Work to complete
a: Give each distinct email address that appears in the From, To, Assignee, Reporter and CC fields of the bug report, listing each one once.
b: Write the next part of the bug report on the GH_COMMIT WRKSRC patch, beginning after its final line.

--- BEGIN Extract ---

Skip site navigation (1)Skip section navigation (2)
Date:      Mon, 30 Mar 2015 22:18:16 +0000
From:      bugzilla-noreply@freebsd.org
To:        freebsd-ports-bugs@FreeBSD.org
Subject:   [Bug 199052] [PATCH] Update WRKSRC for GH_COMMIT, related to "legacy.tar.gz" (codeload) GitHub backend method
Message-ID:  <bug-199052-13@https.bugs.freebsd.org/bugzilla/>

next in thread | raw e-mail | index | archive | help
https://bugs.freebsd.org/bugzilla/show_bug.cgi?id=199052

            Bug ID: 199052
           Summary: [PATCH] Update WRKSRC for GH_COMMIT, related to
                    "legacy.tar.gz" (codeload) GitHub backend method
           Product: Ports & Packages
           Version: Latest
          Hardware: Any
                OS: Any
            Status: New
          Keywords: patch
          Severity: Affects Some People
          Priority: ---
         Component: Ports Framework
          Assignee: portmgr@FreeBSD.org
          Reporter: lightside@gmx.com
                CC: freebsd-ports-bugs@FreeBSD.org
          Keywords: patch

Created attachment 155032
  --> https://bugs.freebsd.org/bugzilla/attachment.cgi?id=155032&action=edit
Proposed patch (since 382622 revision)

--- END Extract ---
--- BEGIN Material ---

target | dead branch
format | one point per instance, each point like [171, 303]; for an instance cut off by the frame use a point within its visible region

--- END Material ---

Answers for the tasks
a:
bugzilla-noreply@freebsd.org
freebsd-ports-bugs@FreeBSD.org
portmgr@FreeBSD.org
lightside@gmx.com

b:
Currently, the GH_COMMIT is (considered to) deprecated in favor of "new"
USE_GITHUB and GH_TAGNAME (see changes after ports r381618).

But I did some tests (bug 194898, comment #24) and found, that 7 alphanumeric
commit hash might doesn't work after some changes to repository (which applies
to GH_TAGNAME and related "new" USE_GITHUB also). Looks like, the 7
alphanumeric commit hash is used for newer Git commits, but then it might
change to longer abbreviated commit hash with newer changes to repository.
There is a need to use longer abbreviated commit hash or full commit hash in
case of correct download method. For example, there is "f45daed3cf3"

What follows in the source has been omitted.